-------- Excerpted data --------
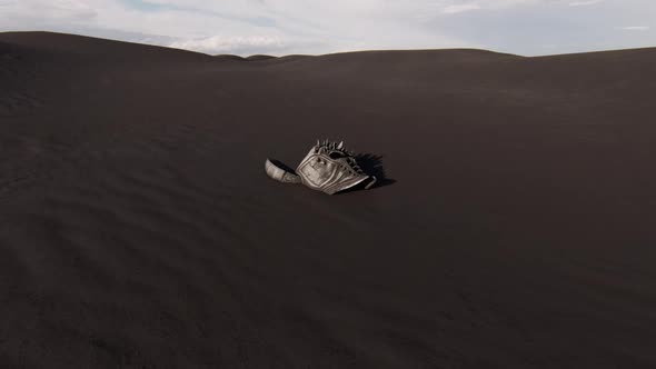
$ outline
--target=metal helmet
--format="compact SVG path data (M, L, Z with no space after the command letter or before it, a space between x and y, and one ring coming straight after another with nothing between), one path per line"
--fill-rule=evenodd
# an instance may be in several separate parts
M342 142L317 143L300 161L296 173L282 169L282 164L267 159L265 170L269 177L286 183L302 183L314 190L328 195L354 189L361 186L370 188L376 177L366 174L358 166L354 153L344 147Z

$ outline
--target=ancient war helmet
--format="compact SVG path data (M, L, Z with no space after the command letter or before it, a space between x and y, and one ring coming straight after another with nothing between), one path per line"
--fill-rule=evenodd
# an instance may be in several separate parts
M317 140L317 144L300 161L296 172L269 159L265 163L265 170L277 181L302 183L328 195L355 188L368 189L376 182L376 177L366 174L358 166L354 153L344 147L344 141L337 143Z

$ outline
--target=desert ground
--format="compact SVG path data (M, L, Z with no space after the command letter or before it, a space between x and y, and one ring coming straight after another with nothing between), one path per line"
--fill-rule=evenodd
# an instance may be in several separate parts
M0 367L654 368L656 49L0 33ZM345 140L379 186L268 178Z

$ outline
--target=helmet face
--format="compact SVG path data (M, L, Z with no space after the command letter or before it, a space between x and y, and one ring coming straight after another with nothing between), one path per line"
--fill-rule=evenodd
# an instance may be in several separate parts
M307 187L332 195L370 179L342 143L317 142L296 172Z

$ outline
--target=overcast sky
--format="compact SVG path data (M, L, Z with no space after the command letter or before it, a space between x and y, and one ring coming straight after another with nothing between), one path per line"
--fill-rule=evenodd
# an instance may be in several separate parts
M248 56L656 46L656 0L0 0L0 31L49 30Z

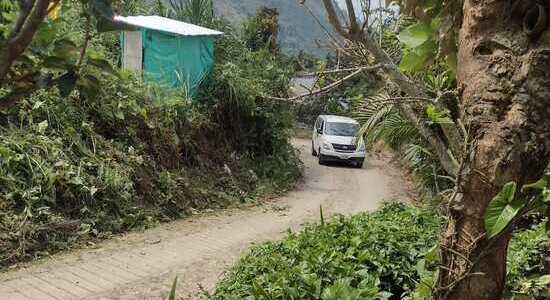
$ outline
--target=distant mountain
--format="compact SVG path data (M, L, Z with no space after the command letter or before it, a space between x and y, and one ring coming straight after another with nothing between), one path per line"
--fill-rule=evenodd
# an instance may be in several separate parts
M322 2L310 0L306 3L323 26L330 29ZM235 24L255 15L261 6L277 8L279 43L285 51L297 53L304 50L317 56L324 56L329 52L316 44L316 40L327 40L325 31L298 0L214 0L214 6L216 15L223 16Z

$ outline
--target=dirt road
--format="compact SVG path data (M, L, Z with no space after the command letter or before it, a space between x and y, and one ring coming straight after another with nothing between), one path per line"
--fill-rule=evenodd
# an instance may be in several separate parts
M130 233L0 274L0 299L165 299L176 275L180 297L194 299L251 244L317 221L320 205L325 215L351 214L405 193L405 181L385 160L368 159L363 169L320 166L309 141L295 143L305 178L285 197Z

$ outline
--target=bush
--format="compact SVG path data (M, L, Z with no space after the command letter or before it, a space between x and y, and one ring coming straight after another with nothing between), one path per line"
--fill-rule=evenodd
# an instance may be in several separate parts
M506 298L550 298L550 236L546 222L514 234L510 241Z
M259 100L288 89L284 58L230 35L216 51L197 99L84 65L99 88L40 90L0 111L0 268L296 182L291 115Z
M400 298L413 290L416 264L436 242L441 218L404 204L336 217L252 248L212 299Z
--------
Change every "outline" to "segment" in all the rows above, and give the rows again with nothing else altered. Leave the pictures out.

$ segment
--target=metal helmet
--format="compact SVG path data (M, L, Z with no space after the command letter or before it, a space between x and y, and one ring coming straight after another with nothing between), one path per line"
--fill-rule=evenodd
# an instance may be in several separate parts
M342 142L317 143L300 161L296 173L282 169L282 164L267 159L265 170L269 177L286 183L302 183L314 190L328 195L354 189L361 186L370 188L376 177L366 174L358 166L354 153L344 147Z

$ segment
--target=ancient war helmet
--format="compact SVG path data (M, L, Z with no space after the command letter or before it, a space between x and y, and one ring coming straight after another with nothing between), one path per line"
--fill-rule=evenodd
# an instance may be in several separate parts
M317 140L317 144L300 161L296 172L269 159L265 163L265 170L277 181L302 183L328 195L355 188L368 189L376 182L376 177L366 174L358 166L354 153L344 147L344 141L337 143Z

$ segment
--target=desert ground
--format="compact SVG path data (M, L, Z with no space after the command letter or before it, a space between x and y, and one ring coming straight after another with nothing between), one path per line"
--fill-rule=evenodd
# an instance may be in several separate parts
M0 367L654 368L656 49L0 33ZM345 140L379 186L268 178Z

$ segment
--target=helmet face
--format="compact SVG path data (M, L, Z with no space after the command letter or before it, a space between x and y, and one ring coming straight after another with nothing between), one path per line"
--fill-rule=evenodd
# an instance may be in several separate parts
M307 187L332 195L370 179L342 143L317 142L296 172Z

$ segment
--target=overcast sky
--format="compact SVG path data (M, L, Z with no space after the command letter or before it, a space between x and y, and one ring coming straight after another with nothing between), one path per line"
--fill-rule=evenodd
# an instance may be in several separate parts
M248 56L656 46L656 0L0 0L0 31L49 30Z

$ segment
--target=distant mountain
--format="compact SVG path data (M, L, Z with no space after the command letter or before it, a space between x and y, and one ring coming straight after another with nothing between), one path per line"
--fill-rule=evenodd
# an instance may be in several separate parts
M322 2L310 0L306 3L323 26L330 29ZM235 24L255 15L261 6L277 8L279 43L285 51L297 53L304 50L317 56L324 56L329 52L316 44L316 40L327 40L325 31L298 0L214 0L214 6L216 15L223 16Z

$ segment
--target=dirt road
--format="compact SVG path data (M, L, Z with no space after the command letter or before it, a space between x and y, and one ring coming straight after another with nothing between), one path per line"
--fill-rule=evenodd
# an instance may be in several separate parts
M130 233L0 274L0 299L165 299L176 275L180 297L194 299L251 244L317 221L320 205L325 215L351 214L405 193L405 181L385 160L368 159L363 169L320 166L309 141L295 143L305 178L285 197Z

$ segment
--target=bush
--format="compact SVG path data (M, L, Z with no space after the command letter or before it, a space between x and y, and one ring coming straight after another with nothing between), one path per line"
--fill-rule=evenodd
# an instance may be in several separate parts
M506 298L550 298L550 236L546 222L514 234L510 241Z
M259 100L288 89L284 58L230 35L216 51L197 99L84 65L99 88L40 90L0 111L0 268L296 182L291 115Z
M400 298L413 290L416 264L436 242L441 218L404 204L336 217L252 248L212 299Z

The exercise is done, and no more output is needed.